◆ What to produce
Quote precisely the final stretch of the listing: start at the line containing "Question. Indicate each instance of the white bowl of white" and stop after the last line.
------------------------------------------------------------
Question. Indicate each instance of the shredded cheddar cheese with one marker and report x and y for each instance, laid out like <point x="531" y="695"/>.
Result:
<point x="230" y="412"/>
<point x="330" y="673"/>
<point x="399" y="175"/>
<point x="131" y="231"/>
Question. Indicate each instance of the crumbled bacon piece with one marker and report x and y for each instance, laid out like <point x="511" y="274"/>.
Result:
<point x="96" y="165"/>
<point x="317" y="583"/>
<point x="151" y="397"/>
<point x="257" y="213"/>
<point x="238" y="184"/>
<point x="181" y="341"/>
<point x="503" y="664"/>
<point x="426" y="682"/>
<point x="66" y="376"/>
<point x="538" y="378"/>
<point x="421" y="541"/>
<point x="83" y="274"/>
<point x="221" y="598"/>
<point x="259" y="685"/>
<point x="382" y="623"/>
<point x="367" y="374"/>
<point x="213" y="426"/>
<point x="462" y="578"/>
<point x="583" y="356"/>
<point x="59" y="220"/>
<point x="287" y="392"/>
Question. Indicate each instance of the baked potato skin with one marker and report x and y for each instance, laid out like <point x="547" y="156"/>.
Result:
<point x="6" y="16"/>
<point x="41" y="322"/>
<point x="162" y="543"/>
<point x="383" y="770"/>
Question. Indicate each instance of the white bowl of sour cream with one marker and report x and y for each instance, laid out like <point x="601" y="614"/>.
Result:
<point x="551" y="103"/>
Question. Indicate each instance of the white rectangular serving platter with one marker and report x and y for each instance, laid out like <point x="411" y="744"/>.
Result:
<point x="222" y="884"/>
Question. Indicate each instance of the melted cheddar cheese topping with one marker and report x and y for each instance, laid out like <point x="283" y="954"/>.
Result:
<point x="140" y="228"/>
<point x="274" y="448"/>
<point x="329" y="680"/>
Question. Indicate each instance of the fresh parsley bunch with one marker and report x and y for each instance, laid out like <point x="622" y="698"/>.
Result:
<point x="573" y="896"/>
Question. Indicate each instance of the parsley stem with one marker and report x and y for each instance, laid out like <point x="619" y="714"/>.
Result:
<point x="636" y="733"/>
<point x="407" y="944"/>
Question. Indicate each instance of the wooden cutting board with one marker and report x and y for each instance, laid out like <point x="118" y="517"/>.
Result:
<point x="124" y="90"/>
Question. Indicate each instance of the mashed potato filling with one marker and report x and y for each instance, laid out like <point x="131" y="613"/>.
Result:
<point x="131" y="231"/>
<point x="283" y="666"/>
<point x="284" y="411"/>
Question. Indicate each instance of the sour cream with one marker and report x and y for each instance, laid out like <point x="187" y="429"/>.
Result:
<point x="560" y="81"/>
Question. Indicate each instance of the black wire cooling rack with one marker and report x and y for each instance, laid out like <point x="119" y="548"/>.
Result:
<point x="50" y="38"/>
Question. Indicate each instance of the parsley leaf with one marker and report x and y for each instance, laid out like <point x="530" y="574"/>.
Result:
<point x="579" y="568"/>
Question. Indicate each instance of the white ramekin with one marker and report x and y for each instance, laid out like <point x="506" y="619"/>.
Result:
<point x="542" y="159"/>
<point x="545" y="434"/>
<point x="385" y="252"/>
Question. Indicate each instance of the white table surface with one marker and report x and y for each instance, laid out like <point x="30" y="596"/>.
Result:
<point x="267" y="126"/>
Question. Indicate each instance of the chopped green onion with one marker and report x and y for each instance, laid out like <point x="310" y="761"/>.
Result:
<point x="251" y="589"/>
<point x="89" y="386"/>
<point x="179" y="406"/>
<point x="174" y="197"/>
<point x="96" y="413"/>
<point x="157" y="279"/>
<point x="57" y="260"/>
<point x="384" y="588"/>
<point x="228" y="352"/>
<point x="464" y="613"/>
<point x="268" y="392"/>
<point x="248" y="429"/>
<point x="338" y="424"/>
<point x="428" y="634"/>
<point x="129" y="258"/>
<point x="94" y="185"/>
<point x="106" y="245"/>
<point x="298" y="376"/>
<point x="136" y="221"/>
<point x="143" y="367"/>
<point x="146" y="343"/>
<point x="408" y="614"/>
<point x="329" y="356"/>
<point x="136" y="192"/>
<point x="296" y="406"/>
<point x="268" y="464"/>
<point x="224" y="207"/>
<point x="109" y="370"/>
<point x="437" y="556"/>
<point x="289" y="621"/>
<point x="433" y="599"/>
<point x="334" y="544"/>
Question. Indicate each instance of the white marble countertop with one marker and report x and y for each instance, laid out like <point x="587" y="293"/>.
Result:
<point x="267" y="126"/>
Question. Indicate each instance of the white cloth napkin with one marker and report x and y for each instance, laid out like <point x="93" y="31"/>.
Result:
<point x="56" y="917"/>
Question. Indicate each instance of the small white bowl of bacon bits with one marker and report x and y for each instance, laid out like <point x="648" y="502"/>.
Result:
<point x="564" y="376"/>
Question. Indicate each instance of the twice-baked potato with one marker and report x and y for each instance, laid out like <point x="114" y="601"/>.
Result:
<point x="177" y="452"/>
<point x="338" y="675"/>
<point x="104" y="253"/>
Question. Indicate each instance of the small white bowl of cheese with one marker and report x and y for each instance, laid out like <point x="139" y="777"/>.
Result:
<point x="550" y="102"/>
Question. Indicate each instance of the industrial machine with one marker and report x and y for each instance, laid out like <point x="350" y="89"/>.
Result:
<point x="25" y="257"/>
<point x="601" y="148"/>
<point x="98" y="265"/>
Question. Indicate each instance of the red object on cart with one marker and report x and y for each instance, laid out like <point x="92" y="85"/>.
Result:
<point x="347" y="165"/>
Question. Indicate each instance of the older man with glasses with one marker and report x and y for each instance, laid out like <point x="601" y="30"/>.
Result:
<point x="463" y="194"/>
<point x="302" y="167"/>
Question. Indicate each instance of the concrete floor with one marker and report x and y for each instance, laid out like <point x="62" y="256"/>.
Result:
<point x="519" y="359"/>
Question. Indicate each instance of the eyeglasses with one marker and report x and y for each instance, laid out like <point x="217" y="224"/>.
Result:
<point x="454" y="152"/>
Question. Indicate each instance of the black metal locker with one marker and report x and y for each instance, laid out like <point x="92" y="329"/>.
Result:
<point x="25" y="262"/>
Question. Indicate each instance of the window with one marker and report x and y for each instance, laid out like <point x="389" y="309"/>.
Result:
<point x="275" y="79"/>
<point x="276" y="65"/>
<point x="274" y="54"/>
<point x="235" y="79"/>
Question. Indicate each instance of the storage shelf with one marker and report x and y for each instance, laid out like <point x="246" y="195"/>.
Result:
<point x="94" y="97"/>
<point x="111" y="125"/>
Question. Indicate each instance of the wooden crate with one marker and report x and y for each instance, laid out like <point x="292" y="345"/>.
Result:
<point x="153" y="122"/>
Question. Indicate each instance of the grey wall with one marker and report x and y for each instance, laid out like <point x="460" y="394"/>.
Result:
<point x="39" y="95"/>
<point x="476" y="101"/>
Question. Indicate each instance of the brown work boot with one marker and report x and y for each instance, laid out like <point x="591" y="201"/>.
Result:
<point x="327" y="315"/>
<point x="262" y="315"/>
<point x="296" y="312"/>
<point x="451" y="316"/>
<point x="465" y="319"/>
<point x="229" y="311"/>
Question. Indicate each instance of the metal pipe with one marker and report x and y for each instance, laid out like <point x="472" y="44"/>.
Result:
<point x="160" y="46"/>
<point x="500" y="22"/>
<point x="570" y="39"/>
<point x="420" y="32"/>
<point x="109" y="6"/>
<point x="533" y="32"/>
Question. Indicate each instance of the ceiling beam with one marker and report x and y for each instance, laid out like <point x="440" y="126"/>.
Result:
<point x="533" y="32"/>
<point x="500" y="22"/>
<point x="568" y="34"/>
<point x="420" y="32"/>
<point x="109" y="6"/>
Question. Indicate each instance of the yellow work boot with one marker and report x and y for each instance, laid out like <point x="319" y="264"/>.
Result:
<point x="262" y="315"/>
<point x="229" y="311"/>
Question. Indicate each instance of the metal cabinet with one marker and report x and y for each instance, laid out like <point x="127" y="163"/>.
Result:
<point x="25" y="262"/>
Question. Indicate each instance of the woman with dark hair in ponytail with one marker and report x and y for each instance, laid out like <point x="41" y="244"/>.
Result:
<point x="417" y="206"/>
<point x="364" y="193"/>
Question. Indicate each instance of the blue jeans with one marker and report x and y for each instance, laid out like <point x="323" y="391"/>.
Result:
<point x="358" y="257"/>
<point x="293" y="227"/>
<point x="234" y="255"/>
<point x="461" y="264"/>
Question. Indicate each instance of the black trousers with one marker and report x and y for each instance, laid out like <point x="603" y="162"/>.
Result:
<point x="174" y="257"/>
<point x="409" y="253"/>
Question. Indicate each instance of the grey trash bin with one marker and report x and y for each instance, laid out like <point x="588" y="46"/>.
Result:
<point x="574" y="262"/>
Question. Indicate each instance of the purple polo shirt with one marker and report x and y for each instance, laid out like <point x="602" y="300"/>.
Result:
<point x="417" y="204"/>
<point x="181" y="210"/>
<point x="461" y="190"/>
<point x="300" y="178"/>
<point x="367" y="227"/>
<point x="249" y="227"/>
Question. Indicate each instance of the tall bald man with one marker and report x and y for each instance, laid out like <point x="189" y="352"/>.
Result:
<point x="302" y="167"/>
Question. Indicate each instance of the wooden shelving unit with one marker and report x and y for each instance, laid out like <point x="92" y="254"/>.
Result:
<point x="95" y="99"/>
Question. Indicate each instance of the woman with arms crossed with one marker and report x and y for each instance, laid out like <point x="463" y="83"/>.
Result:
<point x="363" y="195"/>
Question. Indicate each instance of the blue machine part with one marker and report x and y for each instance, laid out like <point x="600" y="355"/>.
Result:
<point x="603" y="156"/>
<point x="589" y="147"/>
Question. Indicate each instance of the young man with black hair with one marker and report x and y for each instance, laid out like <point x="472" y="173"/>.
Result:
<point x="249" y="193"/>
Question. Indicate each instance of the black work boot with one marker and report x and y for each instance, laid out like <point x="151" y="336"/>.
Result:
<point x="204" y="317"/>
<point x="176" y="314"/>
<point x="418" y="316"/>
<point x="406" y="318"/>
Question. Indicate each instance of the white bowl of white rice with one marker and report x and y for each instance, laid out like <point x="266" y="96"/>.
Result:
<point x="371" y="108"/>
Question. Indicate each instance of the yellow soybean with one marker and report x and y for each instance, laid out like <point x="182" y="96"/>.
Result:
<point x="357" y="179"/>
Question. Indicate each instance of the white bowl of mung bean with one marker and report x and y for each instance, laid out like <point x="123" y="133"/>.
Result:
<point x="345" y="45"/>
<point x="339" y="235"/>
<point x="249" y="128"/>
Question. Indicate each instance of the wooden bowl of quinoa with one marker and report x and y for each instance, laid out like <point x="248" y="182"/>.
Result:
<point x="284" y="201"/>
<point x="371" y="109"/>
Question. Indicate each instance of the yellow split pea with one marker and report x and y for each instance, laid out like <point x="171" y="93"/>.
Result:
------------------------------------------------------------
◆ Solution to this problem
Question. Indicate each instance of the white bowl of white rice with one marker and report x and y for each instance, laid out like <point x="266" y="96"/>.
Result:
<point x="371" y="108"/>
Question. Indicate each instance of the yellow soybean with one marker and report x and y for each instance, laid out like <point x="182" y="96"/>.
Result:
<point x="357" y="179"/>
Question. Indicate each instance of the white bowl of mung bean with one marker and report x and y for each instance, laid out like <point x="123" y="133"/>.
Result:
<point x="345" y="45"/>
<point x="339" y="235"/>
<point x="249" y="128"/>
Question. Indicate each instance of the wooden bowl of quinoa with one marker and report x and y for each instance, laid out like <point x="248" y="182"/>.
Result:
<point x="284" y="201"/>
<point x="371" y="109"/>
Question. Indicate each instance of the yellow split pea with one marker and report x and y for each instance, laid out like <point x="171" y="93"/>.
Result:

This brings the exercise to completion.